Write out the full review below of Pete Brown's "Blind" at Gallery 924, word for word.

§ **TEXT SEGMENT**:
*-*-*

Review: Pete Brown's 'Blind' at Gallery 924 

****1/2
click to enlarge Pete Brown, "Bat"
  • Pete Brown, "Bat"

The typical gallery or museum experience can prove challenging for those with visual impairment. Recognizing this, and in collaboration with Bosman Industries, Pete Brown created a series of mixed-media paintings that the blind or near-blind can appreciate solely by touch.

“Wonder” shows musical icon Stevie Wonder at his keyboard, ecstatically belting out a tune and playing a keyboard made of plexiglass. Wonder's figure is painted on a wood cut-out, raised over the background of the painting and “dressed” in a shirt made of actual fabric. By touching any part of the work, you can appreciate the varieties of textures of this piece as well as the physical dimensions.

*-*-*

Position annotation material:
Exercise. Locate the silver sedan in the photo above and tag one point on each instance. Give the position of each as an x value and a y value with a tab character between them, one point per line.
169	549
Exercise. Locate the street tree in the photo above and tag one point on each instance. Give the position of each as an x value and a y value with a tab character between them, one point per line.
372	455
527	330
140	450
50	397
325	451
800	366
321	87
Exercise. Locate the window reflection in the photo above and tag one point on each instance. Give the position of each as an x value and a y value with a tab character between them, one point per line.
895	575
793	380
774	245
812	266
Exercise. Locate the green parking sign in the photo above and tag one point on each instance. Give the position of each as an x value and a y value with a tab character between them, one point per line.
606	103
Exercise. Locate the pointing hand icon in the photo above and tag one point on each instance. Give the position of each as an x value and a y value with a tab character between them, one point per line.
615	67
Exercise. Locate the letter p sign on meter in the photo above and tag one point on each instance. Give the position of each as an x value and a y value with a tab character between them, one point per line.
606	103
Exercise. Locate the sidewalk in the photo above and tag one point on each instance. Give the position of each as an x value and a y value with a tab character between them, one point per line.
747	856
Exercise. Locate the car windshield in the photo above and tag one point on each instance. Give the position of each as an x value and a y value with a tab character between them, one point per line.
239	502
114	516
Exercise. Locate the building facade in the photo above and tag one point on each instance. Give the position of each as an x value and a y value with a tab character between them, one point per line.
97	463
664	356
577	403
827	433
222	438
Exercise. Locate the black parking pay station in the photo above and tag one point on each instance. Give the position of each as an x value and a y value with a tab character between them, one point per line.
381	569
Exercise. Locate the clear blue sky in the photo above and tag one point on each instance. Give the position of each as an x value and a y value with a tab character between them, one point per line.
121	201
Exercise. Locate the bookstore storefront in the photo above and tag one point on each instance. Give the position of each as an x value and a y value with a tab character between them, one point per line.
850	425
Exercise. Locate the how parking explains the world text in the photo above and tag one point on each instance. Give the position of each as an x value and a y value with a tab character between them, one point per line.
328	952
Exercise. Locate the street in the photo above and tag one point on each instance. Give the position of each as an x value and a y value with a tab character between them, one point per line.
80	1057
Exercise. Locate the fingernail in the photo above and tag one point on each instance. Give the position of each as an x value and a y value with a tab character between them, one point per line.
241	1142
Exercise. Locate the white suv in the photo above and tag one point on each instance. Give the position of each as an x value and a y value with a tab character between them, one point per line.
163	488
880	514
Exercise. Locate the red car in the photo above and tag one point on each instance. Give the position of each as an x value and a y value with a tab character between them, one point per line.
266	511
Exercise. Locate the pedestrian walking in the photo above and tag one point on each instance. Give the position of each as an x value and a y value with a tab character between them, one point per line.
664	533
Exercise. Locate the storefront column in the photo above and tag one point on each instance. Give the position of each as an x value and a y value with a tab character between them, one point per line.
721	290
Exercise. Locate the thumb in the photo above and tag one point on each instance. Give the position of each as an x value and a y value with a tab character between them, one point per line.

*-*-*

§ **RESULT OF THIS EXERCISE**:
Review: Pete Brown's 'Blind' at Gallery 924 

****1/2
click to enlarge Pete Brown, "Bat"
  • Pete Brown, "Bat"

The typical gallery or museum experience can prove challenging for those with visual impairment. Recognizing this, and in collaboration with Bosman Industries, Pete Brown created a series of mixed-media paintings that the blind or near-blind can appreciate solely by touch.

“Wonder” shows musical icon Stevie Wonder at his keyboard, ecstatically belting out a tune and playing a keyboard made of plexiglass. Wonder's figure is painted on a wood cut-out, raised over the background of the painting and “dressed” in a shirt made of actual fabric. By touching any part of the work, you can appreciate the varieties of textures of this piece as well as the physical dimensions.